───── Record excerpts
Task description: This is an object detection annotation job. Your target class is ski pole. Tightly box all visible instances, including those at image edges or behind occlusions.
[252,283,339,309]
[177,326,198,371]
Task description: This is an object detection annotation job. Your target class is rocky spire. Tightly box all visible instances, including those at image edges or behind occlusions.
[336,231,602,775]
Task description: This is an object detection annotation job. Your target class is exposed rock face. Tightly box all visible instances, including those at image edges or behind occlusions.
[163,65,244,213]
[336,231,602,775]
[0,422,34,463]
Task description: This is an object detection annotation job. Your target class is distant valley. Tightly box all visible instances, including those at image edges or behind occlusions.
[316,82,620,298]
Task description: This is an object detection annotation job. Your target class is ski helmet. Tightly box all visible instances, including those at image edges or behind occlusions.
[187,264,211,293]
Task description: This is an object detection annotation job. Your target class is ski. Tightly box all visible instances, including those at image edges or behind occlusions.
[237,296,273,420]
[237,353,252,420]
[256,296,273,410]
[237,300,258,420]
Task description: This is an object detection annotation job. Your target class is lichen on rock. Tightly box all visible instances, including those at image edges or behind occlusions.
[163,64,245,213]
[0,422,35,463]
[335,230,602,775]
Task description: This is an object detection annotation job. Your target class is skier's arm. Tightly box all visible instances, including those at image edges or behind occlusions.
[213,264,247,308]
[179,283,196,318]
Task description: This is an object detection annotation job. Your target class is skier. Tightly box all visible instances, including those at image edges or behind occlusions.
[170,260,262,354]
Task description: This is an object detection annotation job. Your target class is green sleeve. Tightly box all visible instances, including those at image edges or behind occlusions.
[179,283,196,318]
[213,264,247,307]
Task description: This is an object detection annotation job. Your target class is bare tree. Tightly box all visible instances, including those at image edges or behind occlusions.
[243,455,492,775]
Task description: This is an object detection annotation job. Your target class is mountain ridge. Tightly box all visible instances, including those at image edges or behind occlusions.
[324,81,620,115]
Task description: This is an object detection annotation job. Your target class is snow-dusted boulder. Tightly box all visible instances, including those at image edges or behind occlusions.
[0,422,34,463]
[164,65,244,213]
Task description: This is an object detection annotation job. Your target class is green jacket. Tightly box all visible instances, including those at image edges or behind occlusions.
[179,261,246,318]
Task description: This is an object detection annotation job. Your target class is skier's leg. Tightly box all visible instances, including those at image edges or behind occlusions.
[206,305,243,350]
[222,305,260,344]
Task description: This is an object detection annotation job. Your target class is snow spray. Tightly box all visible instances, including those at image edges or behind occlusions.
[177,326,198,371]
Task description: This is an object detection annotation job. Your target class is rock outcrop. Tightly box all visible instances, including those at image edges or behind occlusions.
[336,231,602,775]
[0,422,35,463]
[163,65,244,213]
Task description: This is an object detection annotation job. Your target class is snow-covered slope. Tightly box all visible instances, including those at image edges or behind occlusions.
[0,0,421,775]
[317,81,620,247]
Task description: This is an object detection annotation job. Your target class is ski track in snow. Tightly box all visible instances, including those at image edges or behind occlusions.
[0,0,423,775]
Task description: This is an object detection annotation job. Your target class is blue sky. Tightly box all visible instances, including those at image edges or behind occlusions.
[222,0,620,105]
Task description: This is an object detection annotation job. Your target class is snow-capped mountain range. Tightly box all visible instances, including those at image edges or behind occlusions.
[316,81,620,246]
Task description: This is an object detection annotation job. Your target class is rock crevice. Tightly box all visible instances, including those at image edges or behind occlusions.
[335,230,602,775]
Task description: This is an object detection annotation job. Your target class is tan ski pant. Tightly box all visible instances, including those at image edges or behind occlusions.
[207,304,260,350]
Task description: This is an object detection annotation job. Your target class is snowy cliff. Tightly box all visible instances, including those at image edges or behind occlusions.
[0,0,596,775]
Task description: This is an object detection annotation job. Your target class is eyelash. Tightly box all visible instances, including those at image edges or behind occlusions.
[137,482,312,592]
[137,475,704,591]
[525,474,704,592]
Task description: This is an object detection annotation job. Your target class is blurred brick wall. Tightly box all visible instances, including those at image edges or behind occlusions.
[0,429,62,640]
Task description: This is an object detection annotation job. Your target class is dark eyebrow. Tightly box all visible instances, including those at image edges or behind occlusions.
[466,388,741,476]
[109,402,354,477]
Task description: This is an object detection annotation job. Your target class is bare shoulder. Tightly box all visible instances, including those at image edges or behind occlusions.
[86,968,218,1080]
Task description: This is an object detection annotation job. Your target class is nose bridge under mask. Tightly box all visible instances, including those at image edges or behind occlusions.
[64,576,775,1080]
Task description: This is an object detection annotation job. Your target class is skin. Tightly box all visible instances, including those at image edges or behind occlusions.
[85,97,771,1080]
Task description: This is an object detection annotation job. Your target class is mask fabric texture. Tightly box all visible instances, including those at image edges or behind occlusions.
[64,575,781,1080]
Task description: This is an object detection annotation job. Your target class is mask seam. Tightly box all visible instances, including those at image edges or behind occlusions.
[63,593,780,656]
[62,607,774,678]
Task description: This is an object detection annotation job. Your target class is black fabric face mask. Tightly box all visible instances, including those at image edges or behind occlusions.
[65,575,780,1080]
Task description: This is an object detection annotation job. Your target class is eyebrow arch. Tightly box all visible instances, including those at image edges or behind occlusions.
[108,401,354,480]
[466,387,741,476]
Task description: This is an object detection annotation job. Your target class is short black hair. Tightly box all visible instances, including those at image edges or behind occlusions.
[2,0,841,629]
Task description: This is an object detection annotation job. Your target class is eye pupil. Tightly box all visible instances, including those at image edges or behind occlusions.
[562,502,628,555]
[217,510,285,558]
──────────
What is required
Copy every item above verbatim, keeping them in the same order.

Task answer
Task description: This is an object detection annotation job. Your target class is ski pole. Tightly box all visible instances, including those at image edges or behind occlusions.
[252,283,339,309]
[177,326,198,371]
Task description: This is an object detection annotation job. Your target class is rocky spire. Tightly box all visible instances, including those at image edges or behind occlusions.
[336,231,602,775]
Task description: This is an object detection annotation job. Your target class is exposed rock face. Tightly box all visible instances, including those at image edges or behind occlusions.
[163,65,244,213]
[336,231,602,775]
[0,422,34,463]
Task description: This is an object detection annotation job. Your target class is distant valley. Tightly box all visible instances, including those at image edges or behind occlusions.
[316,82,620,298]
Task description: This is an object detection annotation job. Your target class is ski helmet. Tightly box all visible instances, including those at image edges or behind occlusions.
[187,264,211,293]
Task description: This is an object detection annotation job. Your target class is ski. Tightly box all visible instances, including those at image edges or behind occlusions.
[237,296,273,420]
[237,353,252,420]
[256,296,273,410]
[237,300,258,420]
Task description: This is an object detection annotation job. Your target class is lichen on rock. Tightly box all visible instances, including those at image edges or behind occlusions.
[163,64,245,213]
[0,422,35,463]
[335,230,602,775]
Task description: This is an object detection annotation job. Your target class is skier's arm. Tightly box all visible instances, including those at image edges or behind occlusions.
[213,264,247,308]
[179,283,196,318]
Task description: This is an object detection annotation job. Your target class is skier. Tightly box all visible instances, including those at image edges or behind occlusions.
[170,260,262,354]
Task description: This is an object detection annotation job. Your target class is green sleeve. Tightly box all visible instances, including those at image edges or behind occlusions.
[179,283,196,318]
[213,264,247,307]
Task description: This is an object detection annotation job. Your target class is bare tree. Tightly box all visible instances, including those at image edges or behind occlusions.
[243,455,492,775]
Task description: This is an object detection annotation job. Your target class is mountain ridge. Tightly box all visible instances, including those at image edges or behind occlusions.
[324,81,620,115]
Task description: This is an object detection annotation job. Your target class is snow-dusted boulder. Tightly box all visible instances, including those at image edges or behind occlusions.
[0,422,34,463]
[164,65,244,213]
Task description: This is an object detection annotation job. Your target class is green jacket. Tightly box all visible instances, including those at image edges or behind occlusions.
[179,261,246,318]
Task description: This is an object detection annotation job. Your target class is skier's leg. Tightly box all visible instances, including those at image edges or behind occlusions.
[206,305,243,350]
[222,305,260,344]
Task description: This is an object detection annotation job. Your target class is snow spray. Tightly box all visible instances, including those at image edges or behind occlusions.
[177,326,198,371]
Task description: This is an object detection annotation job. Your target class is rock outcrop. Tightly box all visible instances, including those at image edges or behind occlusions.
[336,231,602,775]
[0,422,35,463]
[163,65,244,213]
Task description: This is an object detection annotation job. Your target class is snow-covered slope. Tightly box all visible instances, including those at image edges or behind occlusions.
[0,0,421,775]
[317,81,620,247]
Task description: This is an object detection annotation job. Your target class is ski track in snow. Tightly box all visible instances, including those at image edges or behind occlusions.
[0,0,423,775]
Task description: This is an object detection annotation job. Your target class is blue sky. Tightly box all visible instances, including those at image edges or behind occlusions.
[222,0,620,105]
Task description: This is an object detection annotation job. Your target class is snow-capped mountain range. Tightly box all visible instances, including those at image edges or behind occlusions.
[316,81,620,246]
Task description: This is an object detection annotation job. Your target class is rock crevice. Tightly box all visible instances, including those at image edges or behind occlusions.
[335,230,602,775]
Task description: This is an object detection annotation job. Your target class is tan ski pant. Tightly box all visible instances, including those at image edges or behind occlusions.
[207,304,260,350]
Task description: This is an object detection annotation job. Your target class is snowy cliff. Tightly box all visible instances, including those at image edges or behind occlusions.
[0,0,596,775]
Task description: This is an object detection annotation job. Your target class is eyelash. Tightly box all visible instances, including those at image edges or behind occlusions.
[137,482,312,592]
[137,475,704,591]
[525,474,704,592]
Task description: This is an object detection annotation job. Your target class is blurred brick wall. Tightly box all visible instances, including those at image edges or behind occlusions.
[0,429,62,640]
Task description: This is an object detection annotation job. Your target class is dark eyebrow. Tightly box all visible instances, including those at image edges or behind occlusions.
[466,388,741,476]
[109,402,354,477]
Task description: This is an object detection annotation job. Your target class is bare shoulder. Tightly box all visible instances, including those at image edges or behind occlusions.
[86,968,218,1080]
Task description: This is an object detection annotation job. Your target class is nose bridge under mask. Tightly box all visible instances, including those at image edges or behind occlusions.
[64,576,775,1080]
Task description: This is an object detection annotation job. Your target class is skin. Tightly box all visible instances, including those at image edges or behind occlusions.
[85,97,771,1080]
Task description: This is an object detection annotation job. Your target class is mask fabric texture. Tightly box all visible instances, including those at image edges or behind occlusions.
[64,575,781,1080]
Task description: This is an object detection annotation job. Your target class is mask seam. Tightly box all visible instances, including those at image edges or behind occlusions.
[63,593,780,656]
[62,607,774,678]
Task description: This is an object detection annotation job. Your target class is black fabric face mask. Tightly box all visible instances, including those at image edges or behind occlusions.
[65,575,780,1080]
Task description: This is an object detection annotation job. Your target class is eyebrow arch. Tightly box all visible instances, including those at image edges or behind occlusions.
[108,401,354,480]
[466,387,741,476]
Task description: This is an object detection annotation job. Your target class is short black hair. Tightly box all visible instances, including those at image edges or behind occlusions.
[2,0,841,629]
Task description: This is an object detection annotation job. Your target class is eye pupil. Tightly box all visible instances, including those at image edges or behind occlusions.
[562,502,628,555]
[217,510,285,558]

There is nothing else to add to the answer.